Job => Gather every line of the listing that contains the word "flower" and copy each one out.

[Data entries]
BEGIN

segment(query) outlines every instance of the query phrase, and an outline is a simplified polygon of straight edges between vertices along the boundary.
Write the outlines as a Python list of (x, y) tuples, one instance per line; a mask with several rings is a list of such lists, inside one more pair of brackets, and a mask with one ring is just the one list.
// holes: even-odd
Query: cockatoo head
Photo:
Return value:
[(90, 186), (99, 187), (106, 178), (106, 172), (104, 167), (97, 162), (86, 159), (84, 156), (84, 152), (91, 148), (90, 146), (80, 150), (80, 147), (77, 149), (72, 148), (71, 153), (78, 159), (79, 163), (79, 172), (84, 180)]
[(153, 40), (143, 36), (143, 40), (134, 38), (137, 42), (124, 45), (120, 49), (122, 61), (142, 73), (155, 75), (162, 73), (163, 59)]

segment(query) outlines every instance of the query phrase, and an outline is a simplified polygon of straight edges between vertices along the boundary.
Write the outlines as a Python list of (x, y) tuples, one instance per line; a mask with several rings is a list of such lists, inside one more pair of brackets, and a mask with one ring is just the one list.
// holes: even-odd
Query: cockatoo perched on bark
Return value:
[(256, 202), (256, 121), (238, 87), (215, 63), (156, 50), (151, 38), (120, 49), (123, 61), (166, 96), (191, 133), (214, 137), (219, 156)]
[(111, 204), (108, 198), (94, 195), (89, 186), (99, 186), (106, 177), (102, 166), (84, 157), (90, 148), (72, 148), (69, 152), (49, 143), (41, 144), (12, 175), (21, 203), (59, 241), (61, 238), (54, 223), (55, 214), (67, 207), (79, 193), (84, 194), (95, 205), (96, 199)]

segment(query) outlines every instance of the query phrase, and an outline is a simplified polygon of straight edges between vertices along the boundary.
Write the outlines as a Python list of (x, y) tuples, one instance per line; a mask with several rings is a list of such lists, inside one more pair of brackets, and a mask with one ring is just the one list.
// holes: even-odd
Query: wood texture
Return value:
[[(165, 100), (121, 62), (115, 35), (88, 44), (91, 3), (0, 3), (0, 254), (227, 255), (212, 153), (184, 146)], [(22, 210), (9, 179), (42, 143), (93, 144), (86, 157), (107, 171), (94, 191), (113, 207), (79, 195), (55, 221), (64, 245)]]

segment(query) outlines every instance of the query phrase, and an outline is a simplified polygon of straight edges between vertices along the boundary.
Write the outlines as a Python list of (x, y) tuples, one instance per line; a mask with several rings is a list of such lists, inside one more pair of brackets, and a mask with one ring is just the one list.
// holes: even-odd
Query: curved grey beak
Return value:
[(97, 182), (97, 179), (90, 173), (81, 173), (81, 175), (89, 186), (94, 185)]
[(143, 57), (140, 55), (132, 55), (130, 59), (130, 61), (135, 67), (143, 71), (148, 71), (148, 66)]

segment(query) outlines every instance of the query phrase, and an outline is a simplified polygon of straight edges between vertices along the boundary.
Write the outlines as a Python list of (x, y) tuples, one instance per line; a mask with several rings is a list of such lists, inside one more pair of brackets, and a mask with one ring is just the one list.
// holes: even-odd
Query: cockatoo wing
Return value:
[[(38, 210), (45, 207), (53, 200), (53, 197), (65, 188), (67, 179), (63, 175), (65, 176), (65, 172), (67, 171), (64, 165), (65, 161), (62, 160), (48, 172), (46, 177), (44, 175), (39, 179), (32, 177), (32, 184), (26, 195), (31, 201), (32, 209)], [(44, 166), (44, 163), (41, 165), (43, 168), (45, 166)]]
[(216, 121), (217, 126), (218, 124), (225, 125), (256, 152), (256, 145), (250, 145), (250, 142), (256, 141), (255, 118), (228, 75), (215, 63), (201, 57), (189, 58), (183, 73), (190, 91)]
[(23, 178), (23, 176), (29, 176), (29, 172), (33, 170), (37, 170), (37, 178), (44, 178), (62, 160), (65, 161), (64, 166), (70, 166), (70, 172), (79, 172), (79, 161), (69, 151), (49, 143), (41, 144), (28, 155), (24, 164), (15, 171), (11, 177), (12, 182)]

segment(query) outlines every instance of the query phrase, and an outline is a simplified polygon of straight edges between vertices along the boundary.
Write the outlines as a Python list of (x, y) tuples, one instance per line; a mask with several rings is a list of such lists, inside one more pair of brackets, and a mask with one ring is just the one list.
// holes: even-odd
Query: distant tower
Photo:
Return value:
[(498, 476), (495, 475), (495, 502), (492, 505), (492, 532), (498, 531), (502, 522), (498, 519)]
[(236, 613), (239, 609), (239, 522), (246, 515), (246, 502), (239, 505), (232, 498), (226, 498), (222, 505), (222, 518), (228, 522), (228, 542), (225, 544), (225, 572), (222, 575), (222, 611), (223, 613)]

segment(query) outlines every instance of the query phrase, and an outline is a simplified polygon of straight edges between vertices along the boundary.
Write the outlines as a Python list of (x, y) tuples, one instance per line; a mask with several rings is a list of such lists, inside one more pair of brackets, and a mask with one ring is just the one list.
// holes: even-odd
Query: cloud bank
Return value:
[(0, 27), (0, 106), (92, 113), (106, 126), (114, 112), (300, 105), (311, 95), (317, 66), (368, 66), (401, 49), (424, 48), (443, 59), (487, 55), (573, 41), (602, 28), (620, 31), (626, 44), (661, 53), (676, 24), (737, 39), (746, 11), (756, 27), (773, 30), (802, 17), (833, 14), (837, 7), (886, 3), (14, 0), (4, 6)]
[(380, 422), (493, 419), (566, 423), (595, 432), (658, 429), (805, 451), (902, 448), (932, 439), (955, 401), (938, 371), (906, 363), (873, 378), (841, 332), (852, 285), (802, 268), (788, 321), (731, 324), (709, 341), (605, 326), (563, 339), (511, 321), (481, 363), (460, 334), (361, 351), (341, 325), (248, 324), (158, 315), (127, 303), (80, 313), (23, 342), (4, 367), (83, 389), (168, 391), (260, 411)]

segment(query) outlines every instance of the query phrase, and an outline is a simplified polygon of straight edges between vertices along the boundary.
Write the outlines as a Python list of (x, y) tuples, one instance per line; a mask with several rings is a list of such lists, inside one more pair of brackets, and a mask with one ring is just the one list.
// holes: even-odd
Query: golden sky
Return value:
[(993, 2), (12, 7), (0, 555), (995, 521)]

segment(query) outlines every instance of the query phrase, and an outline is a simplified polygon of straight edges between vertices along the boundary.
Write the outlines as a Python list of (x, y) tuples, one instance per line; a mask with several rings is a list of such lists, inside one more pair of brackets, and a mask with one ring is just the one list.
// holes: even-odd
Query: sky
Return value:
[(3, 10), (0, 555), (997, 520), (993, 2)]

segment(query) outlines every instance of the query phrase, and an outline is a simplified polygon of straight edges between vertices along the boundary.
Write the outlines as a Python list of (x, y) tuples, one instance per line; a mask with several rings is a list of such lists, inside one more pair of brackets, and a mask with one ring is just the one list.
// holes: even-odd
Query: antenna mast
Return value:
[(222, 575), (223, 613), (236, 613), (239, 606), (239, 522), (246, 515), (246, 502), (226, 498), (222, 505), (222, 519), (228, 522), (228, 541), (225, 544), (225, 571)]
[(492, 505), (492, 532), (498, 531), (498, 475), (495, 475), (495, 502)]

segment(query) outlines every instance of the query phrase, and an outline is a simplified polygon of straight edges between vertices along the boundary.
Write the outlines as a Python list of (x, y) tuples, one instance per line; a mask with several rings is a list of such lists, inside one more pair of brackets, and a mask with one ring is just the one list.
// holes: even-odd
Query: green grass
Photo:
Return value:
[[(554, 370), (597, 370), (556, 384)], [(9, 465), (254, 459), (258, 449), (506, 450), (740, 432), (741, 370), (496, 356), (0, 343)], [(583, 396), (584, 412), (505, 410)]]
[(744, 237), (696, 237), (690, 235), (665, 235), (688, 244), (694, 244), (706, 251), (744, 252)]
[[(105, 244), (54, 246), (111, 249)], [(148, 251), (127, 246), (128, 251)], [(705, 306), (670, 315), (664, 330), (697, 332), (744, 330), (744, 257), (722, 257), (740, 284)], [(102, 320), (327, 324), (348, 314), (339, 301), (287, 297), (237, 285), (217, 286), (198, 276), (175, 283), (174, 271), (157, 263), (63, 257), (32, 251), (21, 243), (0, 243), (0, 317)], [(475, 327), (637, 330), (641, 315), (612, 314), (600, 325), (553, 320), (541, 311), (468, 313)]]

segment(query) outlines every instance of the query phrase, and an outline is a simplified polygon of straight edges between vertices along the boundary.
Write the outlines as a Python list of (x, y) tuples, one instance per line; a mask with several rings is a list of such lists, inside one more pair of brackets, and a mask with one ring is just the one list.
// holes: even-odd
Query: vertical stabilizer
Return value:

END
BEGIN

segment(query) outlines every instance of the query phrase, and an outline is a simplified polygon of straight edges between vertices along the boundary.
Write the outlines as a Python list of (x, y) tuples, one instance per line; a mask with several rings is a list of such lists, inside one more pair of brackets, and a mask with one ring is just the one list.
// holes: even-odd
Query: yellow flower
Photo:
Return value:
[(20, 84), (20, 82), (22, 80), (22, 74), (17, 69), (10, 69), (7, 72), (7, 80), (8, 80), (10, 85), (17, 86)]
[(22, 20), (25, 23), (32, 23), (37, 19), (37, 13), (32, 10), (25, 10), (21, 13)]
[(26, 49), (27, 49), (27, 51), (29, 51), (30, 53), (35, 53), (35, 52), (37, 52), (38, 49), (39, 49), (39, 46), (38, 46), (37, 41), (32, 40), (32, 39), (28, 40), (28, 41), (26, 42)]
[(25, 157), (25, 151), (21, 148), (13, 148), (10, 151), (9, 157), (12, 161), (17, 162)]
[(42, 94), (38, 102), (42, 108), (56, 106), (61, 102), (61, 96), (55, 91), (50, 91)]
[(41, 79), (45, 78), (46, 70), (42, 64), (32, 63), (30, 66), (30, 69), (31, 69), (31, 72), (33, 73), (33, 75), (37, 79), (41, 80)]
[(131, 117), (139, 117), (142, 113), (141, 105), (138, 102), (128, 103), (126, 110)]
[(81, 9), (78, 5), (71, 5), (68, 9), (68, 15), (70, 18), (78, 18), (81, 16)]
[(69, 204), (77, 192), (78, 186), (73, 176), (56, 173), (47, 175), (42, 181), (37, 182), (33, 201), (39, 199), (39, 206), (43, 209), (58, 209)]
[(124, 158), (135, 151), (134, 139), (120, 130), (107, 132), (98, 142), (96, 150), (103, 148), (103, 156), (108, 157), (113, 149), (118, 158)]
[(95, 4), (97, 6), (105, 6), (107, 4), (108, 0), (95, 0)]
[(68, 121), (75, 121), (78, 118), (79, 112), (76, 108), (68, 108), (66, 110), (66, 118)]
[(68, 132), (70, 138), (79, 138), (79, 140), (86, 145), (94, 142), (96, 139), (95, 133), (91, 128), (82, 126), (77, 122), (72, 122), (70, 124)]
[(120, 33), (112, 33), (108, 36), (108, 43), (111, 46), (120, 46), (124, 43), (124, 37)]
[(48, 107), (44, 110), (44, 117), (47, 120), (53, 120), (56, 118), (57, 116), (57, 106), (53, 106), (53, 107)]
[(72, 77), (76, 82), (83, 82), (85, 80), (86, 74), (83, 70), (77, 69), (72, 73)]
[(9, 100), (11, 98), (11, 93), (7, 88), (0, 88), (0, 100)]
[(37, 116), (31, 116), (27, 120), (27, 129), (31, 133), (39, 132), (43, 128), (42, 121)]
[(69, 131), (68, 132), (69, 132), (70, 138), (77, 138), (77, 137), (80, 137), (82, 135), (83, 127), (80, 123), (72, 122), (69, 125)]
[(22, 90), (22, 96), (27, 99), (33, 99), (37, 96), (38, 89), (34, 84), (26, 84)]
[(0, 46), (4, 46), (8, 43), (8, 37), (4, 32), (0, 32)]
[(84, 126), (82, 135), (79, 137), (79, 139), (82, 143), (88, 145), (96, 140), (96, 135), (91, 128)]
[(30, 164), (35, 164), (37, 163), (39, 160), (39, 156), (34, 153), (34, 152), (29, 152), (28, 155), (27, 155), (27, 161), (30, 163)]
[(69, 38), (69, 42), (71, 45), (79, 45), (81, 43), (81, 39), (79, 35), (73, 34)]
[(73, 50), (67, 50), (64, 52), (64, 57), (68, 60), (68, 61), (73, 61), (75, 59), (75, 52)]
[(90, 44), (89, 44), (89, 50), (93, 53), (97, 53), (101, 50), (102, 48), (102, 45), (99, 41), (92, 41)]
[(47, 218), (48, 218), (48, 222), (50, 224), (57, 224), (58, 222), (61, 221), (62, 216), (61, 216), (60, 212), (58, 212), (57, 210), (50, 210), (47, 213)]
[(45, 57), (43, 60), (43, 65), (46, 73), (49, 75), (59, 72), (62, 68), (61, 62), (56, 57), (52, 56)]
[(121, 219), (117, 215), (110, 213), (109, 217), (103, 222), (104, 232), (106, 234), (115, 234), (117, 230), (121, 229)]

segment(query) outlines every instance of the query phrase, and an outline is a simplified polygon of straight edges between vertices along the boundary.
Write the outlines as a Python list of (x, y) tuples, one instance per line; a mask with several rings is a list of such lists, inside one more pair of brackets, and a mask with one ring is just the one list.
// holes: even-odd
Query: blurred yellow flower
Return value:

END

Written solution =>
Query: yellow flower
Query: blurred yellow flower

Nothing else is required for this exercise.